What you need to do: Show each line below that contains the string "brown". Treat uppercase and lowercase letters as different.

(Data listing)
────────
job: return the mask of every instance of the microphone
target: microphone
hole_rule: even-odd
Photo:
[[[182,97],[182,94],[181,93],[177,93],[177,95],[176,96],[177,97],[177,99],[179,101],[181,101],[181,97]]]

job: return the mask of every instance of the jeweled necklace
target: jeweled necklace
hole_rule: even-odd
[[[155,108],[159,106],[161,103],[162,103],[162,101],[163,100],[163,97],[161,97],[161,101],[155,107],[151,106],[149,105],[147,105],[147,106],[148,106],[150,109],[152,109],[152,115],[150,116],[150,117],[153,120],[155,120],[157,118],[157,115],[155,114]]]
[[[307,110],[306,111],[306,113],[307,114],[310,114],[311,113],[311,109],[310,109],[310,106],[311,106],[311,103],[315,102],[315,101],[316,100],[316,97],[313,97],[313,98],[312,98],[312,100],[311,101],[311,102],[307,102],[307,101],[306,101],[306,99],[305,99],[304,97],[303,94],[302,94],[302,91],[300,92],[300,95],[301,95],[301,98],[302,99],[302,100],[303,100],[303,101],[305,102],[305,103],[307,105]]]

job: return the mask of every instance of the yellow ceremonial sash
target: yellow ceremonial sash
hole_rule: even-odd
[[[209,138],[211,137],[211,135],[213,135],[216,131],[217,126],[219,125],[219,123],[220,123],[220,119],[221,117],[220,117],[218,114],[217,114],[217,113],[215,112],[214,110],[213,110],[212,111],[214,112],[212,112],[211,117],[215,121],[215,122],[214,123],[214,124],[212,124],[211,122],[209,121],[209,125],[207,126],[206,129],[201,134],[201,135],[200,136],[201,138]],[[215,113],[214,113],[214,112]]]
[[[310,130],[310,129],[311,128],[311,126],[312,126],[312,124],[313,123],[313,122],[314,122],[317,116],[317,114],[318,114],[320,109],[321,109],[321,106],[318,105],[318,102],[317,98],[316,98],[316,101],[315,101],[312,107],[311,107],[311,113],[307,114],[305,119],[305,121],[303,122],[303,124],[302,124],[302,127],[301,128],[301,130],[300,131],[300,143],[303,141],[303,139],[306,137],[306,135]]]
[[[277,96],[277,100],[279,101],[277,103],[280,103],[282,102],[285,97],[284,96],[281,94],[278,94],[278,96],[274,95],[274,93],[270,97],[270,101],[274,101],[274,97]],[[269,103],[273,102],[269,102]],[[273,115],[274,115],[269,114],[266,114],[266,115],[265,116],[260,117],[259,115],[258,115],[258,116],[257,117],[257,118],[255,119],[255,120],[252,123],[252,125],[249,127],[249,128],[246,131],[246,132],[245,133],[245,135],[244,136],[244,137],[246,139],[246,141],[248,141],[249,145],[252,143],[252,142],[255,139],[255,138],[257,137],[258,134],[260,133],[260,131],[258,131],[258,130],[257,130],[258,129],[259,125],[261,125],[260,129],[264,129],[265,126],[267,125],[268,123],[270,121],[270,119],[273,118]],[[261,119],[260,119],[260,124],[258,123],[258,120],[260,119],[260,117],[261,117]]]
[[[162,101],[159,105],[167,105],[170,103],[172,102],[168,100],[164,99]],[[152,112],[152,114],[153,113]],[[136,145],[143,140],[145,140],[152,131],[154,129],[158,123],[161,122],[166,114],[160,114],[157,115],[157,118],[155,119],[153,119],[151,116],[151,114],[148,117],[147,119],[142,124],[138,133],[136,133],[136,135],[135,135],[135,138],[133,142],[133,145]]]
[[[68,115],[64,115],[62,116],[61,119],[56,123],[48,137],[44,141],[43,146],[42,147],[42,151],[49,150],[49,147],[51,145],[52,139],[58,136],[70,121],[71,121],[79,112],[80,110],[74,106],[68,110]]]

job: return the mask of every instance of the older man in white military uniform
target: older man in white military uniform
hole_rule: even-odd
────────
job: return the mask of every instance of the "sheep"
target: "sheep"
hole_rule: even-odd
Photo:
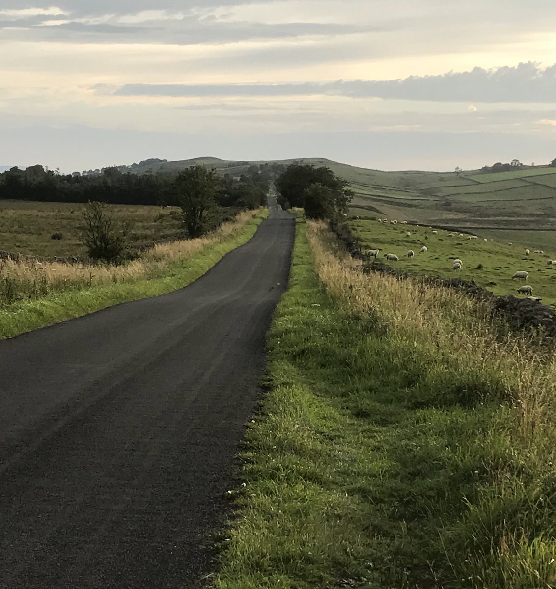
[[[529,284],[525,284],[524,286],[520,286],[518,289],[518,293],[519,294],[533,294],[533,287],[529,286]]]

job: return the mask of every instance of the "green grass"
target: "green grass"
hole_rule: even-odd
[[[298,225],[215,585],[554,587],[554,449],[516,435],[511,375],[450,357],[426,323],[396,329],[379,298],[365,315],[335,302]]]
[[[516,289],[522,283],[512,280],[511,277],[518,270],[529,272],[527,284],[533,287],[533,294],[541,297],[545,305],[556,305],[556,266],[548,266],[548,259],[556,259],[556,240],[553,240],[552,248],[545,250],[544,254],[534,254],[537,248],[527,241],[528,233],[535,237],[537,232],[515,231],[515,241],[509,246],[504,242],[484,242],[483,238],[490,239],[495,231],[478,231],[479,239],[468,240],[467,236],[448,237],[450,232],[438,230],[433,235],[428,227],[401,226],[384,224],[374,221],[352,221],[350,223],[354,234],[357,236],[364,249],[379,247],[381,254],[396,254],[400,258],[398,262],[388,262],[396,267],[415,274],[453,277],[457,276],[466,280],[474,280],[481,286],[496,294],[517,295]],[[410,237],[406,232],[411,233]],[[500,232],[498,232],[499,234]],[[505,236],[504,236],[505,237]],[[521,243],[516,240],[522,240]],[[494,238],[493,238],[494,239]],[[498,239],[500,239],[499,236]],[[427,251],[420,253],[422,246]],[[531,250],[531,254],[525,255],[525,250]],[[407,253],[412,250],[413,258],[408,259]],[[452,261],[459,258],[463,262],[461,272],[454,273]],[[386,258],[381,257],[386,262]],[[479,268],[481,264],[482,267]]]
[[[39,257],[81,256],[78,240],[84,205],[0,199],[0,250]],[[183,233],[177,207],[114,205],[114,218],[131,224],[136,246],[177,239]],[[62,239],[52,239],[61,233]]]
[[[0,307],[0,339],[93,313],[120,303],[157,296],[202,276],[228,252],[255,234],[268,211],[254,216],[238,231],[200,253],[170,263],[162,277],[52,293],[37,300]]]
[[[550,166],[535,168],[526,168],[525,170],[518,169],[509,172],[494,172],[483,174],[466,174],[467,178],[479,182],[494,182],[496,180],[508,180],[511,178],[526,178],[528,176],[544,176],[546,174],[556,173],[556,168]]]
────────
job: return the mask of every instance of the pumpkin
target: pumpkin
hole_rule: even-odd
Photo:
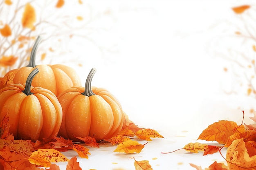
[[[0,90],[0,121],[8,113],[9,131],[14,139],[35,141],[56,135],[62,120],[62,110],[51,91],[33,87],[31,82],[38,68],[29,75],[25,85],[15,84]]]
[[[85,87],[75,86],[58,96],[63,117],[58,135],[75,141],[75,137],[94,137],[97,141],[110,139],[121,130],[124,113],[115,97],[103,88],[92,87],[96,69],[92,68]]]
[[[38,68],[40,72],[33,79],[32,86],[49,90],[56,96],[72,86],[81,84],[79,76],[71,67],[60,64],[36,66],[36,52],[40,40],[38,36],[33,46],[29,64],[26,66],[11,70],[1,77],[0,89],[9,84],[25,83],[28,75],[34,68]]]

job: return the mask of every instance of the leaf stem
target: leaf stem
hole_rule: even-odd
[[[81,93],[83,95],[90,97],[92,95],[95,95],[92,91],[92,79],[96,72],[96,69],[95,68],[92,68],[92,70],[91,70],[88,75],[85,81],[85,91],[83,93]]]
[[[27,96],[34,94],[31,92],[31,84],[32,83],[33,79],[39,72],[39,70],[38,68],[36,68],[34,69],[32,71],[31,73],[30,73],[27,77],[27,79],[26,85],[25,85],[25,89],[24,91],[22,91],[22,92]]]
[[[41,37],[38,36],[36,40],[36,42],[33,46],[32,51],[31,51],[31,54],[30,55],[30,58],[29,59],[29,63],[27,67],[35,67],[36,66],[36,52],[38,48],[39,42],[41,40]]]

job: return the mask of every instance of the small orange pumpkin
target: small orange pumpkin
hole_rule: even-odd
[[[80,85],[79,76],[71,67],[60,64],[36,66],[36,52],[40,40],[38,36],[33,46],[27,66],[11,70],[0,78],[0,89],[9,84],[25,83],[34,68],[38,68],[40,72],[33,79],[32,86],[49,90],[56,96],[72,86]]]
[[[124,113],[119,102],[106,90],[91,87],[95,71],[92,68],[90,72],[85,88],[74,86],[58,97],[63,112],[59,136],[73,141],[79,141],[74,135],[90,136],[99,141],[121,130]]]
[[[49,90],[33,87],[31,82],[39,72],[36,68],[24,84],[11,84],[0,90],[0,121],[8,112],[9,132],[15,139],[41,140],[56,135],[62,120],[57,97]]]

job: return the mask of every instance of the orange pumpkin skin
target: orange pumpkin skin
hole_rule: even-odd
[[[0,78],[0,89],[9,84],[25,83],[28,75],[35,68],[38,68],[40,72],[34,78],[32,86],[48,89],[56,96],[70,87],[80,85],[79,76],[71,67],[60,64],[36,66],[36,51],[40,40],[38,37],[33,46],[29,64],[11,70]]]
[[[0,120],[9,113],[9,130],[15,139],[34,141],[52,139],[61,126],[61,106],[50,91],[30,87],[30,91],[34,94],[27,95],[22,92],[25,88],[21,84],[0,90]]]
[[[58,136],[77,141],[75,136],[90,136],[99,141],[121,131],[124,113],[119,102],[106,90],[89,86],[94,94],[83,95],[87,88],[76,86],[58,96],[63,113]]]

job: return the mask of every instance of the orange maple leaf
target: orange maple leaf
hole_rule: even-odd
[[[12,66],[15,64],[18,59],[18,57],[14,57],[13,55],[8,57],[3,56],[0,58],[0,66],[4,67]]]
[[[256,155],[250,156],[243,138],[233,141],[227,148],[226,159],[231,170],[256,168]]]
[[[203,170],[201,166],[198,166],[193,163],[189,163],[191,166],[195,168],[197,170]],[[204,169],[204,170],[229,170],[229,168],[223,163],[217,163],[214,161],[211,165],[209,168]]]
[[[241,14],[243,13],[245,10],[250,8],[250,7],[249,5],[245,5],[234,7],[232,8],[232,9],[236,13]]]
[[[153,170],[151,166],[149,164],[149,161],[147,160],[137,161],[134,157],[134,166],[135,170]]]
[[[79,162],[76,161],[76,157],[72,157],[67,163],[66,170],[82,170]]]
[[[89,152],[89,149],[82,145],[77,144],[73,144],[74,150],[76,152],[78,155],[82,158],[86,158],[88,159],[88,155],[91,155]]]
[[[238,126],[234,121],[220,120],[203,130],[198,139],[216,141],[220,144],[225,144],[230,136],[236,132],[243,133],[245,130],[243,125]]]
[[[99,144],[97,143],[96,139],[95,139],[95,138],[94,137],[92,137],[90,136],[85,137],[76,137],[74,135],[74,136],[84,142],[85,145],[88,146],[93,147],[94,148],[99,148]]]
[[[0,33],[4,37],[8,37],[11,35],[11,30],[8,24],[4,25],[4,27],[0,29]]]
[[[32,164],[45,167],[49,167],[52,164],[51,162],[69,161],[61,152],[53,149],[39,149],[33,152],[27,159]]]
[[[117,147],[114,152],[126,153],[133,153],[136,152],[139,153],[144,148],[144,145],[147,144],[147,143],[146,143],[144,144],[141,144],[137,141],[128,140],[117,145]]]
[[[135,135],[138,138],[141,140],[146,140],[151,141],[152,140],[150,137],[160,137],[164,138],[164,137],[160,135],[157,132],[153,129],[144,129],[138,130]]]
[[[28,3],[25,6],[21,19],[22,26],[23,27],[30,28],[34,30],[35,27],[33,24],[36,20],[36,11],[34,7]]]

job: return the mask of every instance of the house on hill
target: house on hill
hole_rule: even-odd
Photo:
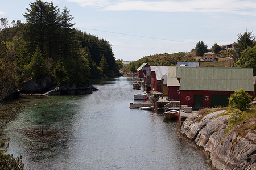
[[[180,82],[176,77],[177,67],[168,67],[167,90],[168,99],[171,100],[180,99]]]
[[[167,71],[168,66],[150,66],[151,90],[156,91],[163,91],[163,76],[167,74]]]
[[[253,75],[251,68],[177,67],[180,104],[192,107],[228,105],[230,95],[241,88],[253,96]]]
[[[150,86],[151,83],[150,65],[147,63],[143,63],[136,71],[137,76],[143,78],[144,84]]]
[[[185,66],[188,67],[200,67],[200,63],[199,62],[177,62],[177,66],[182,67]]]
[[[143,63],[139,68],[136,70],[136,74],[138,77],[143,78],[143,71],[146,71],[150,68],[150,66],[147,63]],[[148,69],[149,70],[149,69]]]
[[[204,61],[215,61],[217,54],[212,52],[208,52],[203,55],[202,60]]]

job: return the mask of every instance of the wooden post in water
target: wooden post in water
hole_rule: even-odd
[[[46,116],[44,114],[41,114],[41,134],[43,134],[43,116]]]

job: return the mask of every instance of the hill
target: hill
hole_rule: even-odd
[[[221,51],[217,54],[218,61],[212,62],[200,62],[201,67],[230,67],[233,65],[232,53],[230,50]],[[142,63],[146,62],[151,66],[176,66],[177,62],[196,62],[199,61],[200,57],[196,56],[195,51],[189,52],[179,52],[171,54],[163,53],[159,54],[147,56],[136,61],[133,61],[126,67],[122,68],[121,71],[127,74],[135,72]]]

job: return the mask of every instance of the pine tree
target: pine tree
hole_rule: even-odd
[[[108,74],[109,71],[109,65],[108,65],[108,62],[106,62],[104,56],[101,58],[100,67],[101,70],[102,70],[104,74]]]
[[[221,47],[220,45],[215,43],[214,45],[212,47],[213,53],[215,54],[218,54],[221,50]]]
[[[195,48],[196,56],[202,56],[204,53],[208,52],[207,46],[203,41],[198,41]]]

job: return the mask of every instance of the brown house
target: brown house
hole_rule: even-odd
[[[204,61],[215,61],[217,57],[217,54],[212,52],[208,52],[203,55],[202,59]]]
────────
Task response:
job: return the mask of every instance of the brown house
target: brown house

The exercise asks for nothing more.